# [Problem to solve]
Express the lines of the listing below, from the line containing "Objective — a point for each instance of the parked" through the end of the listing, as a JSON list of strings with one string per line and blank lines omitted.

Excerpt from a dataset
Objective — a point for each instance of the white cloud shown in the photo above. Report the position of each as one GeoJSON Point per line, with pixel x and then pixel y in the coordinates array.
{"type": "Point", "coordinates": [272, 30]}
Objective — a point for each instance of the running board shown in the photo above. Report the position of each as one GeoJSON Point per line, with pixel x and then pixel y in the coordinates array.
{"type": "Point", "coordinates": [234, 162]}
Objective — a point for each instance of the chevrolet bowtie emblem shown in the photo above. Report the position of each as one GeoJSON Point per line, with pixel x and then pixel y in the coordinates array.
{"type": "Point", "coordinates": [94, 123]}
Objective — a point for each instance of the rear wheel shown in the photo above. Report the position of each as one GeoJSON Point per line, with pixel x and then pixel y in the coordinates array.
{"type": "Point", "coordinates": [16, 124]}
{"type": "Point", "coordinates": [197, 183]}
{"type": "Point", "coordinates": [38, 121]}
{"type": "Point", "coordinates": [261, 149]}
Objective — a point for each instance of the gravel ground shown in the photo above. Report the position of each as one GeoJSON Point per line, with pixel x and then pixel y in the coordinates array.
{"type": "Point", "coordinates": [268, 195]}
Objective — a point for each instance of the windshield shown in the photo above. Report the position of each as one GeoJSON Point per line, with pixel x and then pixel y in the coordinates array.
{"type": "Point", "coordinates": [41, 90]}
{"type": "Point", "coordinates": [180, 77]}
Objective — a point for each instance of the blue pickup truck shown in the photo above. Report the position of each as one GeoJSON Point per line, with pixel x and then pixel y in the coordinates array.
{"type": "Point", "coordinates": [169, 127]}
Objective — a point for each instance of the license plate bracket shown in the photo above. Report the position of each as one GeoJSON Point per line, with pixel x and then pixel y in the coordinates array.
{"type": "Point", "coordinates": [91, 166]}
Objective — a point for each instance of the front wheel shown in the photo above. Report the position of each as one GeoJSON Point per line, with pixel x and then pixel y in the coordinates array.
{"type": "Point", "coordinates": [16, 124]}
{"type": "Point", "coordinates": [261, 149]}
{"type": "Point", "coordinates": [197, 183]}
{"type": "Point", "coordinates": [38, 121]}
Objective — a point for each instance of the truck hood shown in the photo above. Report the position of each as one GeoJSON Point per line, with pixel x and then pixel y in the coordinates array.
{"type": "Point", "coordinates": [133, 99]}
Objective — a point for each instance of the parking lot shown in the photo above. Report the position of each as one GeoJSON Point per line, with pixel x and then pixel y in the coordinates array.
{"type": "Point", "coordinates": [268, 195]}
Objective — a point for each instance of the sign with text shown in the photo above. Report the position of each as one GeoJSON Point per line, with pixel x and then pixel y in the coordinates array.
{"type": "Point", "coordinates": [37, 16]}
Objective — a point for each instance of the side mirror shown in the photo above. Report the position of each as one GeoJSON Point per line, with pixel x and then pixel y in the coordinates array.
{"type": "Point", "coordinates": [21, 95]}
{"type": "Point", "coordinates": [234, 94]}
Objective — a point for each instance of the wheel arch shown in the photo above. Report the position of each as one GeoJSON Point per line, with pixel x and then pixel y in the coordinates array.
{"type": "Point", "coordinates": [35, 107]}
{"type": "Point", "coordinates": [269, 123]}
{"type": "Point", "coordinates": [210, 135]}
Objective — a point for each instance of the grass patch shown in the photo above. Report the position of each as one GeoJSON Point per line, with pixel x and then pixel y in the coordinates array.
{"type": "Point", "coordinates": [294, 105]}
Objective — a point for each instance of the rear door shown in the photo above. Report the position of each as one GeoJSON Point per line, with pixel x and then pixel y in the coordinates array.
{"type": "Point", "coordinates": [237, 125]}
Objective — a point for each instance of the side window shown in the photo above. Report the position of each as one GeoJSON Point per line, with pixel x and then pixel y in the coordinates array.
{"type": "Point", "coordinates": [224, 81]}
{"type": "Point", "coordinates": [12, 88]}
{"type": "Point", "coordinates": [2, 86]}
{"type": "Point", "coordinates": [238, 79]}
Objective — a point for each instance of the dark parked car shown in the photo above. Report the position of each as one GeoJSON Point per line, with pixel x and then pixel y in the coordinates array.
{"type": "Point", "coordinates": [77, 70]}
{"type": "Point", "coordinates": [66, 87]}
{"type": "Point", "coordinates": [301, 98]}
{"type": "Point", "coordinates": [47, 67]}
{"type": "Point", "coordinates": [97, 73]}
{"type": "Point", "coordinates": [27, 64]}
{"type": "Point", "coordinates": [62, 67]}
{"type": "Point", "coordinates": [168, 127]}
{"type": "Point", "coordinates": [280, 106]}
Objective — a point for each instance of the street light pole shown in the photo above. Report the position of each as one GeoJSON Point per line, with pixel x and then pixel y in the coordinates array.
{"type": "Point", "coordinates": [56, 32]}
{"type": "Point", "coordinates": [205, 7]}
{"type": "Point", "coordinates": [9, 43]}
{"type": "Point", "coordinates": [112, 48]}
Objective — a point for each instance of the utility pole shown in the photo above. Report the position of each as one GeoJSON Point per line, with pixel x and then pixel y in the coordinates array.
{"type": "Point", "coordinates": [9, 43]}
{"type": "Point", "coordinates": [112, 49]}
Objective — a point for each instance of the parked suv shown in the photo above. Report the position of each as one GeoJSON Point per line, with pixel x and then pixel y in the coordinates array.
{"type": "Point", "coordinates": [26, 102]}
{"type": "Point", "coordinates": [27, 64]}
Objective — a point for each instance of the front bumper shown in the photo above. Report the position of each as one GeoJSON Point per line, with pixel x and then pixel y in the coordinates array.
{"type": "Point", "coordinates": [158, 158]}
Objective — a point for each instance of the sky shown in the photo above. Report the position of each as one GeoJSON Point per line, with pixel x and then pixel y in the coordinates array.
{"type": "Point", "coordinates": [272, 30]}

# [Result of this exercise]
[
  "Objective — a point for each instance of the parked suv shown in the photo above. Report the position of each as one GeoJSON Point per line, with pixel x and then pixel y in the coordinates array.",
  "{\"type\": \"Point\", \"coordinates\": [26, 102]}",
  "{\"type\": \"Point\", \"coordinates\": [27, 64]}",
  "Objective — a point for each instance of the front bumper shown in the photo above. Report the position of each as one GeoJSON Point per line, with pixel x and then pixel y in the coordinates array.",
  "{\"type\": \"Point\", \"coordinates\": [158, 158]}",
  "Objective — a point for each instance of the sky shown in the photo above. Report the position of each as one GeoJSON Point per line, with pixel x and then pixel y in the coordinates array.",
  "{\"type\": \"Point\", \"coordinates\": [272, 30]}"
]